- SOURCE DATA:
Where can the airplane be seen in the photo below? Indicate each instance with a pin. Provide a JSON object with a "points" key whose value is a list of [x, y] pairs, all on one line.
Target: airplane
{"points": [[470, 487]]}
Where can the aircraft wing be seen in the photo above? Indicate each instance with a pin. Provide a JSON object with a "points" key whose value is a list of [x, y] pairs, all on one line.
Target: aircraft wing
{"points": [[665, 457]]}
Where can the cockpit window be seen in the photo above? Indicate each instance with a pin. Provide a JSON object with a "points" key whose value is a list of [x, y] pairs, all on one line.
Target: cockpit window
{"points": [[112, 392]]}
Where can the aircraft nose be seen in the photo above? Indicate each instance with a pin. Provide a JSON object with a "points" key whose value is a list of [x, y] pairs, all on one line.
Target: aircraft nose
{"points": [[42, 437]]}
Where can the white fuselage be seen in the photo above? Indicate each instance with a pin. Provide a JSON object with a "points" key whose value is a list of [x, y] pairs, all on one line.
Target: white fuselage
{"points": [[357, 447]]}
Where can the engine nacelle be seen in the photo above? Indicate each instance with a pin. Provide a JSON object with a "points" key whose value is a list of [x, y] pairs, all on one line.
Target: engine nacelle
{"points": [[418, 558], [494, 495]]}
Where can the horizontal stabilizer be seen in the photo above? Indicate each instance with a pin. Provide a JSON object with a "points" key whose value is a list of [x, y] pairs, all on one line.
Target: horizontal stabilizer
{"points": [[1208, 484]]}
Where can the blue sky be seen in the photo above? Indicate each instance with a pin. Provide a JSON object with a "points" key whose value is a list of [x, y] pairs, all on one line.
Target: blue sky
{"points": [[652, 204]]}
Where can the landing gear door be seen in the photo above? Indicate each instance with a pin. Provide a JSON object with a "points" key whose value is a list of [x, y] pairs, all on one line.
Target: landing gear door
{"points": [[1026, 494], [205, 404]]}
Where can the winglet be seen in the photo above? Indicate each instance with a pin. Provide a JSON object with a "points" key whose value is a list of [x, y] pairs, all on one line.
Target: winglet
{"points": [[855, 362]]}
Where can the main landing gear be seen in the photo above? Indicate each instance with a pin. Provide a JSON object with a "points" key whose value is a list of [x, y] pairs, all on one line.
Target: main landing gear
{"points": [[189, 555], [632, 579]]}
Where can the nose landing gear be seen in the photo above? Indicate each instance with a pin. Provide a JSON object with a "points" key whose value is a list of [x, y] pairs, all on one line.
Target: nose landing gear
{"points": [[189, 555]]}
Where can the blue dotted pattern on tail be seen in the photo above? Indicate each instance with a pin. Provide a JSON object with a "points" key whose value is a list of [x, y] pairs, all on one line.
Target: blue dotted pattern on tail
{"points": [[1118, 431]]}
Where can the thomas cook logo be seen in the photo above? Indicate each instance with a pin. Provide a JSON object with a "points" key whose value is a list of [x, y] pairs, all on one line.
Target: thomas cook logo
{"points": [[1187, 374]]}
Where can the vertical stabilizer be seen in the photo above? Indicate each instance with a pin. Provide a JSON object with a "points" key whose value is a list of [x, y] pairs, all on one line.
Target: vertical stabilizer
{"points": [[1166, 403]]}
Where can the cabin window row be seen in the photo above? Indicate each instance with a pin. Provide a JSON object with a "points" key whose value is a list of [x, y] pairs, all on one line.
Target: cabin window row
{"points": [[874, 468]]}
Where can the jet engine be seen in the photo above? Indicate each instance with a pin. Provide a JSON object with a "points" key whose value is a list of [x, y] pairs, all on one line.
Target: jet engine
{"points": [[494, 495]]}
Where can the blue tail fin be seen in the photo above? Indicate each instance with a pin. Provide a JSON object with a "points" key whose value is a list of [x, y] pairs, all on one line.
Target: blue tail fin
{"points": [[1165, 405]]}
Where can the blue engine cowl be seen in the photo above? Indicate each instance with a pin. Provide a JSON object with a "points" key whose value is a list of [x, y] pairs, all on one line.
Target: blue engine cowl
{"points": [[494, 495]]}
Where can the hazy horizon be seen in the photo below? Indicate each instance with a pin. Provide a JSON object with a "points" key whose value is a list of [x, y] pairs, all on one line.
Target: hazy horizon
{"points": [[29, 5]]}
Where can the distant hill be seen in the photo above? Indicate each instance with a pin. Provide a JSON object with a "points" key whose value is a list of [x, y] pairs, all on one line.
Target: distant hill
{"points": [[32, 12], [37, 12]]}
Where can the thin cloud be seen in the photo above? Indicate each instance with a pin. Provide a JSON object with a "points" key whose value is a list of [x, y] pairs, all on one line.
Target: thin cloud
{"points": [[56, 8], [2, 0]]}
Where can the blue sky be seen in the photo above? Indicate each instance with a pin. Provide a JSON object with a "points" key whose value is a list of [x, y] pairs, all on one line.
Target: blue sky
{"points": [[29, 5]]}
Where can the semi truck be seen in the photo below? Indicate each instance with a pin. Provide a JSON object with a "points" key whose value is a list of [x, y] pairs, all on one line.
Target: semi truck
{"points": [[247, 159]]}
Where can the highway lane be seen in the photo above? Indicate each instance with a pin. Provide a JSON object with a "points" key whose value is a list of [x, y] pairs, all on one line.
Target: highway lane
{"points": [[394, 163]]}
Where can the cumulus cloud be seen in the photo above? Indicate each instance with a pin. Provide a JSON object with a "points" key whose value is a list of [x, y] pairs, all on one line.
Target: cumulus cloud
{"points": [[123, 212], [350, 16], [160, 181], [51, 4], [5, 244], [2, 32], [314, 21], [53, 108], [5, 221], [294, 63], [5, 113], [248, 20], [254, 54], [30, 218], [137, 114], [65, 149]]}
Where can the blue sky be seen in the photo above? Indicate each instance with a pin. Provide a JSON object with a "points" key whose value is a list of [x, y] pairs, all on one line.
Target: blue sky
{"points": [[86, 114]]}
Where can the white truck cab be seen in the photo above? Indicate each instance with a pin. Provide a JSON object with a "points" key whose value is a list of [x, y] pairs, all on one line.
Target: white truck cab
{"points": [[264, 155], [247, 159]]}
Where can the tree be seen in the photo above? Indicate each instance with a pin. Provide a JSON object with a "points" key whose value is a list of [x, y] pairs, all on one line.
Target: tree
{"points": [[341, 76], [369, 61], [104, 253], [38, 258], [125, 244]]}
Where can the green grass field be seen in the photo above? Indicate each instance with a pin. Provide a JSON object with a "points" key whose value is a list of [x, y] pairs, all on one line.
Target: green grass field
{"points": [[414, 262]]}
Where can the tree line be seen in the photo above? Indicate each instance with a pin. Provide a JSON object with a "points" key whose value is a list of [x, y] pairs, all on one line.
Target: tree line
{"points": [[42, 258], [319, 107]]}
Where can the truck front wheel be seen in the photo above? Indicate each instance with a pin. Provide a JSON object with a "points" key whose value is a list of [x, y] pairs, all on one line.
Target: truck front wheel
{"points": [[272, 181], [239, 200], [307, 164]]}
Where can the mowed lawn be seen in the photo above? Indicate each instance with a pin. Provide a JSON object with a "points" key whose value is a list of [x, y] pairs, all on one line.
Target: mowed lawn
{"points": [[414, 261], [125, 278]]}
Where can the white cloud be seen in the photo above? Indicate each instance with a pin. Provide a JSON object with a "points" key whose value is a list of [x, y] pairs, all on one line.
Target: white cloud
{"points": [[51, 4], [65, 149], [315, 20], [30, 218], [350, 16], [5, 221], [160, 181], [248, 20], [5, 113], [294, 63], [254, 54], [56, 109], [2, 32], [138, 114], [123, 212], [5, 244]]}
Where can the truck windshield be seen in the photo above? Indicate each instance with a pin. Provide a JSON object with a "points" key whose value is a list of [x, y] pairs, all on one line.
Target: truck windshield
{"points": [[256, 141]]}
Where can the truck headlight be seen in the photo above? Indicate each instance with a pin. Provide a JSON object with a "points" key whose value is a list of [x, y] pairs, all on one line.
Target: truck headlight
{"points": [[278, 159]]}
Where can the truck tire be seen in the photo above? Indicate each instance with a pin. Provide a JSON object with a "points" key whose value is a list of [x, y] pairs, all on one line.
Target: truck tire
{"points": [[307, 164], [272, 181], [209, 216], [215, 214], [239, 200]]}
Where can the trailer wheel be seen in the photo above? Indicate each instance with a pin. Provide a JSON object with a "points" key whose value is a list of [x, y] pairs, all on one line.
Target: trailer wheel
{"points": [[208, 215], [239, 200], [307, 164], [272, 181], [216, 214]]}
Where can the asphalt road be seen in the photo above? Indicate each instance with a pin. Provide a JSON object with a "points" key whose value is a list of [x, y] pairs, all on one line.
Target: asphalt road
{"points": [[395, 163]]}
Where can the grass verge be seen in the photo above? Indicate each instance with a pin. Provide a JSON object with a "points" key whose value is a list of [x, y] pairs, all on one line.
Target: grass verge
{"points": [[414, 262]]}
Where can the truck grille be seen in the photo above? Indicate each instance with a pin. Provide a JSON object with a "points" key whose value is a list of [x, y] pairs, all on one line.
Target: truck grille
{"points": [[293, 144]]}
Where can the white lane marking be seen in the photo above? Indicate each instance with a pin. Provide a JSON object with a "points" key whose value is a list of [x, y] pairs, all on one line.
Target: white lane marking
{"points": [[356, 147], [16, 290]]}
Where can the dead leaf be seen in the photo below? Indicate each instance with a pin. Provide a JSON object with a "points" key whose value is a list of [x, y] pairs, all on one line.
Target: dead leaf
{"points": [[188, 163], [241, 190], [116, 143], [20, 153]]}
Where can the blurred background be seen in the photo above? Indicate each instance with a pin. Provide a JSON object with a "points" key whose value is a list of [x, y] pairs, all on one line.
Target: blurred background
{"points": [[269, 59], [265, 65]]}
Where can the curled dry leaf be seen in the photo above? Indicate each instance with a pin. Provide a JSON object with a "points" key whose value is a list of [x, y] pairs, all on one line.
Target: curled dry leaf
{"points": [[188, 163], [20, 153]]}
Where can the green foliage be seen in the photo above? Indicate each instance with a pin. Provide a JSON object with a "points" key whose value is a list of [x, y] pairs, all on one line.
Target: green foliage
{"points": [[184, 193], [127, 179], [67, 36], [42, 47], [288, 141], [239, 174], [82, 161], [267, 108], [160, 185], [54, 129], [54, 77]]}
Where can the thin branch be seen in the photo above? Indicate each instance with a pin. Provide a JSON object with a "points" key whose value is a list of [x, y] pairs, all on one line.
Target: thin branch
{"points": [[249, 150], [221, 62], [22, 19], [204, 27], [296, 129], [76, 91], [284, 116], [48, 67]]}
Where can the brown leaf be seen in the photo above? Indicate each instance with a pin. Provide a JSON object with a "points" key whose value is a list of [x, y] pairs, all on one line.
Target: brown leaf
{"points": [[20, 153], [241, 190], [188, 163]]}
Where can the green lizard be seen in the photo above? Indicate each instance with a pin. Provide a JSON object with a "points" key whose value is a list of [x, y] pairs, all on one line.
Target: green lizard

- WHAT YOU NEED TO DO: Set down, word for word, every line from the line that holds "Where can the brown" to the end of the entries above, including both ends.

- RESULT OF THE TASK:
Where can the brown leaf be seen in the photo above? Indicate each instance with a pin. Provide a JSON object with a "points" key whose value is a list of [x, y] pairs, all on one line.
Target: brown leaf
{"points": [[20, 153], [241, 190], [188, 163]]}
Where can the green lizard be seen in the photo above? Indicate each instance with a pin. Provide a JSON object with a "points" key whose value is a list of [x, y] pairs, all on one line.
Target: green lizard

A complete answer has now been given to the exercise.